Complete the following ->
1. In the transcript about testing with mock objects, what is the name of the class that can be given in place of an expected value?
2. According to the transcript about testing with mock objects, why does a test fail when a method expected twice is called a third time?
3. Go on with the transcript about testing with mock objects, starting after its last sentence.

Source excerpt ->
One caveat to that, unless you’re not doing an iOS app and you’re
doing a Cocoa app, an actual Mac application, then they’ll run in its native environment.
Audience >> Can you verify that certain values will pass to the given function?
John >> Yes, through mock objects specifically, when we are expecting a particular
method as argument for whatever method we’re expecting. We can give it either the value
that we expected to get, and if it does not receive that value, the test will fail, or
we can give it an instance of a class called, OCMArg, which you can do some fancy things
with it to determine what it passed in, and you know, ‘does this pass certain variables’
or we can just take anything. Whatever passes, we don’t really care, just we have to have
something to be able to accept it.
Audience >> What if we need to call the method twice? How do we specify that?
John >> You simply expect it twice and everytime you call and expect on it, it’s going to add another… it’s going to increment
another counter and everytime it’s called it’s going to take one off the stack and
then take it off the stack again if we’ve expected it twice and if it receives another
one, then it fails because it was not expecting it that many times.
Luke >> Cool. That thing we talked about Cocoapods, very important concept. Again,
Cocoapods allows us to manage dependencies you saw a lot of libraries use. OCMock for
example, so you want ot have an ecosystem that is managed through a framework.

[Object location annotation data]
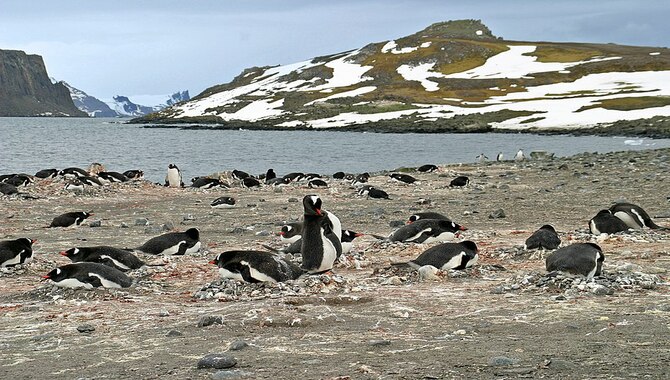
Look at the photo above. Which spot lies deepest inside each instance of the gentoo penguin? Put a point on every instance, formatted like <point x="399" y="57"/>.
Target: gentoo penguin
<point x="173" y="243"/>
<point x="321" y="245"/>
<point x="120" y="259"/>
<point x="426" y="215"/>
<point x="519" y="156"/>
<point x="426" y="231"/>
<point x="581" y="258"/>
<point x="88" y="276"/>
<point x="113" y="177"/>
<point x="290" y="232"/>
<point x="71" y="173"/>
<point x="606" y="223"/>
<point x="428" y="168"/>
<point x="223" y="202"/>
<point x="47" y="173"/>
<point x="134" y="174"/>
<point x="404" y="178"/>
<point x="255" y="266"/>
<point x="634" y="216"/>
<point x="544" y="238"/>
<point x="317" y="183"/>
<point x="70" y="218"/>
<point x="239" y="174"/>
<point x="14" y="252"/>
<point x="347" y="240"/>
<point x="459" y="181"/>
<point x="173" y="177"/>
<point x="447" y="256"/>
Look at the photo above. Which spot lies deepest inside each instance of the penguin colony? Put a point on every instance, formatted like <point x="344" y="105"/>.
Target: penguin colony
<point x="318" y="238"/>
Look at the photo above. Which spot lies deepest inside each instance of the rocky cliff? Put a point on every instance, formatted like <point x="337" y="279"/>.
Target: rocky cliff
<point x="26" y="90"/>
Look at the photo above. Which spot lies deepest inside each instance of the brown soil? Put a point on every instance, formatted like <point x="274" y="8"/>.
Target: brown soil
<point x="367" y="323"/>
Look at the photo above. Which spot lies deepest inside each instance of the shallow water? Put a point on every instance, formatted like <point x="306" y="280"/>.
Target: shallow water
<point x="31" y="144"/>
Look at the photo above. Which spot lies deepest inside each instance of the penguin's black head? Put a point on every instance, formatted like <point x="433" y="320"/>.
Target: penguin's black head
<point x="312" y="205"/>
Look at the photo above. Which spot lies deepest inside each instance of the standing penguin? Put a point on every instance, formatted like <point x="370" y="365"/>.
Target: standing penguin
<point x="606" y="223"/>
<point x="321" y="246"/>
<point x="14" y="252"/>
<point x="70" y="218"/>
<point x="173" y="243"/>
<point x="634" y="216"/>
<point x="581" y="258"/>
<point x="544" y="238"/>
<point x="88" y="276"/>
<point x="173" y="177"/>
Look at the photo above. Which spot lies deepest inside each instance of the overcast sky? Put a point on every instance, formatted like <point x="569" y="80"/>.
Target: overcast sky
<point x="157" y="47"/>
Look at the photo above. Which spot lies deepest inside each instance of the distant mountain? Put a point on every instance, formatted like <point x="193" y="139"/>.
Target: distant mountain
<point x="25" y="88"/>
<point x="451" y="76"/>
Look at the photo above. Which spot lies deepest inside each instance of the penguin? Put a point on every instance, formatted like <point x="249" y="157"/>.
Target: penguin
<point x="544" y="238"/>
<point x="173" y="243"/>
<point x="428" y="168"/>
<point x="14" y="252"/>
<point x="113" y="177"/>
<point x="70" y="219"/>
<point x="317" y="183"/>
<point x="72" y="173"/>
<point x="223" y="202"/>
<point x="88" y="276"/>
<point x="581" y="258"/>
<point x="134" y="174"/>
<point x="290" y="232"/>
<point x="321" y="245"/>
<point x="404" y="178"/>
<point x="459" y="181"/>
<point x="347" y="240"/>
<point x="120" y="259"/>
<point x="447" y="256"/>
<point x="426" y="215"/>
<point x="634" y="216"/>
<point x="173" y="177"/>
<point x="426" y="231"/>
<point x="255" y="266"/>
<point x="606" y="223"/>
<point x="250" y="182"/>
<point x="47" y="173"/>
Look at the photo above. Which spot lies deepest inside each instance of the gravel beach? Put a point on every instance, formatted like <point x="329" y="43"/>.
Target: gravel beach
<point x="504" y="318"/>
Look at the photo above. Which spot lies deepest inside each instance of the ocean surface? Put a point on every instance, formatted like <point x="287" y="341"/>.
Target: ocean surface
<point x="30" y="144"/>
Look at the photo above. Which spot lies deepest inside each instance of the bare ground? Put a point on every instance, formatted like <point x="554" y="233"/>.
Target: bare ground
<point x="367" y="323"/>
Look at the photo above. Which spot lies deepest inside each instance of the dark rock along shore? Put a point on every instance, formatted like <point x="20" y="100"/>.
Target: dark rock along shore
<point x="504" y="317"/>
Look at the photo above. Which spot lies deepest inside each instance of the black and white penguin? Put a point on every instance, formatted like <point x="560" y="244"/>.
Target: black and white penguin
<point x="88" y="276"/>
<point x="223" y="202"/>
<point x="113" y="177"/>
<point x="70" y="219"/>
<point x="404" y="178"/>
<point x="428" y="168"/>
<point x="173" y="243"/>
<point x="321" y="245"/>
<point x="173" y="177"/>
<point x="426" y="231"/>
<point x="134" y="174"/>
<point x="47" y="173"/>
<point x="459" y="181"/>
<point x="581" y="258"/>
<point x="15" y="252"/>
<point x="606" y="223"/>
<point x="120" y="259"/>
<point x="544" y="238"/>
<point x="633" y="215"/>
<point x="447" y="256"/>
<point x="255" y="266"/>
<point x="426" y="215"/>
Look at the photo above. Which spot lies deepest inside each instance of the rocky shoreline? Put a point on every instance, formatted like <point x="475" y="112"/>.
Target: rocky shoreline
<point x="505" y="317"/>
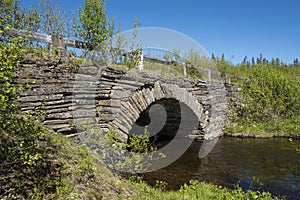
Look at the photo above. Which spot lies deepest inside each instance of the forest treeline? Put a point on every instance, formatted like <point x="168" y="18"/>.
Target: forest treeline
<point x="270" y="96"/>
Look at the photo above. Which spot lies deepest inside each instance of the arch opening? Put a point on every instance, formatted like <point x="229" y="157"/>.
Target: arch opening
<point x="162" y="120"/>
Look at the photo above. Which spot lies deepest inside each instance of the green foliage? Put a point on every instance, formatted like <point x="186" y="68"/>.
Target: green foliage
<point x="18" y="17"/>
<point x="271" y="94"/>
<point x="197" y="190"/>
<point x="92" y="25"/>
<point x="53" y="18"/>
<point x="270" y="98"/>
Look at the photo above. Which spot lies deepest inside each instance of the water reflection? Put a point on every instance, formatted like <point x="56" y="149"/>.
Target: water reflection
<point x="259" y="164"/>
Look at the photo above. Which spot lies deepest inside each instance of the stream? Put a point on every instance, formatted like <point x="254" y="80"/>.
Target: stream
<point x="271" y="165"/>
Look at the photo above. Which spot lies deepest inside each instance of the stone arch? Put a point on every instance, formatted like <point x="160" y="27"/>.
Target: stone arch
<point x="141" y="99"/>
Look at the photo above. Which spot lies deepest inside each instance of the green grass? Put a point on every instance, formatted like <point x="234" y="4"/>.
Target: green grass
<point x="282" y="128"/>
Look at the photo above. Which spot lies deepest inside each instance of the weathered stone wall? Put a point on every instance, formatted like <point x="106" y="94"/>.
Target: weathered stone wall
<point x="72" y="95"/>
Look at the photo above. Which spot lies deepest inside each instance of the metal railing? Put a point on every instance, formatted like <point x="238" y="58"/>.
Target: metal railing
<point x="62" y="43"/>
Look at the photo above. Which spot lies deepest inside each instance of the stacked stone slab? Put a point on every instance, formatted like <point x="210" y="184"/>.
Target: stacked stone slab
<point x="71" y="96"/>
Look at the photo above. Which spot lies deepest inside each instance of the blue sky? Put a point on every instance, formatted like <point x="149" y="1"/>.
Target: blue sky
<point x="236" y="28"/>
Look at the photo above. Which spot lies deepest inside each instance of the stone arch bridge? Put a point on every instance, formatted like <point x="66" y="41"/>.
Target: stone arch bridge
<point x="70" y="94"/>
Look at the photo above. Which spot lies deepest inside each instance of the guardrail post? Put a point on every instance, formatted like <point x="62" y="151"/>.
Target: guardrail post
<point x="141" y="61"/>
<point x="209" y="75"/>
<point x="183" y="69"/>
<point x="58" y="41"/>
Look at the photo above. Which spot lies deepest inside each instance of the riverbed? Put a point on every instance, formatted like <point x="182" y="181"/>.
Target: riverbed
<point x="271" y="165"/>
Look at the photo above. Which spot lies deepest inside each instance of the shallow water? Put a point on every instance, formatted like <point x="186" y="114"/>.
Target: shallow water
<point x="271" y="165"/>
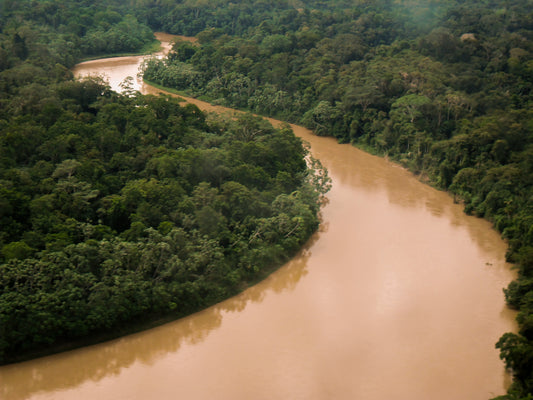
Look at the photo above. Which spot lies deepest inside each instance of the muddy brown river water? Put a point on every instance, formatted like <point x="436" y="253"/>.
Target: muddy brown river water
<point x="398" y="296"/>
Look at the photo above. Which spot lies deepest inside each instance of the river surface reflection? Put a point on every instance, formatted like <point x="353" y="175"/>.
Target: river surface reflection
<point x="398" y="296"/>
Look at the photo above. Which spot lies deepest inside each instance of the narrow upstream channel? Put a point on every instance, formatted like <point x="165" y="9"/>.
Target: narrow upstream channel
<point x="398" y="296"/>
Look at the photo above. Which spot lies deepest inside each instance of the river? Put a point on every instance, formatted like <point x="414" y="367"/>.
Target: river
<point x="398" y="296"/>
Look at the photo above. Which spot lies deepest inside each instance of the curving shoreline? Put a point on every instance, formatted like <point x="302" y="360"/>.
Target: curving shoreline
<point x="327" y="324"/>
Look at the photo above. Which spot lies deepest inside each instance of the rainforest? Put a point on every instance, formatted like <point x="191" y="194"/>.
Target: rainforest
<point x="116" y="208"/>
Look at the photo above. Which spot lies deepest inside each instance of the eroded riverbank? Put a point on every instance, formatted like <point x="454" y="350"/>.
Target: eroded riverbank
<point x="399" y="295"/>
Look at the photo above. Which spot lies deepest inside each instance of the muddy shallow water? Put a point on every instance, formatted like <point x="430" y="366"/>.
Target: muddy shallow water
<point x="398" y="296"/>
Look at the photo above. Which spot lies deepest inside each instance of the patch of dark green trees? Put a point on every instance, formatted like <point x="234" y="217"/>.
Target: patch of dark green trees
<point x="443" y="87"/>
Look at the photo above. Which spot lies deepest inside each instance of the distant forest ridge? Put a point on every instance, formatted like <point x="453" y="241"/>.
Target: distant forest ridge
<point x="442" y="87"/>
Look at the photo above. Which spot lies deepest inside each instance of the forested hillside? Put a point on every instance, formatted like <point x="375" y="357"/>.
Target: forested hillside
<point x="445" y="88"/>
<point x="121" y="209"/>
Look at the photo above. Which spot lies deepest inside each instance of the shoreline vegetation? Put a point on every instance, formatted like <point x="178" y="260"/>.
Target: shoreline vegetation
<point x="445" y="89"/>
<point x="450" y="101"/>
<point x="121" y="212"/>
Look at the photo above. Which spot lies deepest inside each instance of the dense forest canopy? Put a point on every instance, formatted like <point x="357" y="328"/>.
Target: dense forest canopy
<point x="443" y="87"/>
<point x="118" y="209"/>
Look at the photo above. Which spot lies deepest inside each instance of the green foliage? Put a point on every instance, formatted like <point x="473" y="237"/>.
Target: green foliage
<point x="128" y="217"/>
<point x="443" y="88"/>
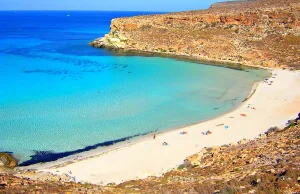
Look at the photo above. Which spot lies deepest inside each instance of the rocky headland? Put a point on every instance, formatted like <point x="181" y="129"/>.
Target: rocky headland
<point x="253" y="33"/>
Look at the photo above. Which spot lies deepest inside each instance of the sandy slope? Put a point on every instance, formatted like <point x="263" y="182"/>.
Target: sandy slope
<point x="274" y="105"/>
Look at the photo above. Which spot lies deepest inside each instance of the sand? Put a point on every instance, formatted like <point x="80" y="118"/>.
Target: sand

Exercise answers ->
1. OCMArg.

2. Each expectation adds to a counter, and each call takes one off the stack. After two calls nothing is left, so a third call fails because the mock was not expecting the method to be called that many times.

3.
How we low these things by pulling framework again allows us to essentially delegate the factory
functionality to a container which then is a byproduct of that allows us to essentially
write unit tests and essentially isolate classes and write very specific test for those classes.
If there are any dependencies between those classes, Typhoon can essentially patch those
classes as OCMock objects. So we essentially can write very expected returns or very expected
results for execution so our tests are very atomic and that’s very important. You don’t
want to be testing fifty thousand dependencies as one, you want to unit test your one class.
It’s very important distinction to make between unit testing and functional testing.
Functional testing allows you to test a lot of different things. You’re focusing on
business logic and you can use automation for that, and that’s a different topic,
So let me talk about built process and how it all kind of comes together with a delivery to production and I’m going
to start by showing you where we were six months ago, and let me click on that. So…
oh that’s not cool. Let me do that… and let me do that. Can you guys see that or no? Ok let’s do this.
So, this is essentially a diagram of how our release management process looked like. Let me very quickly focus on
couple of key areas here. So if you’ve done iOS development, you know the concept of provisioning
profiles, certificates. There are various different types of enterprise ad hoc productions
of easy development. So the way this used to work
is that, we actually had our iOS developers maintaining all these certificates through
iTunes Connect and then, they would do their development of the iOS machines and essentially… stop it.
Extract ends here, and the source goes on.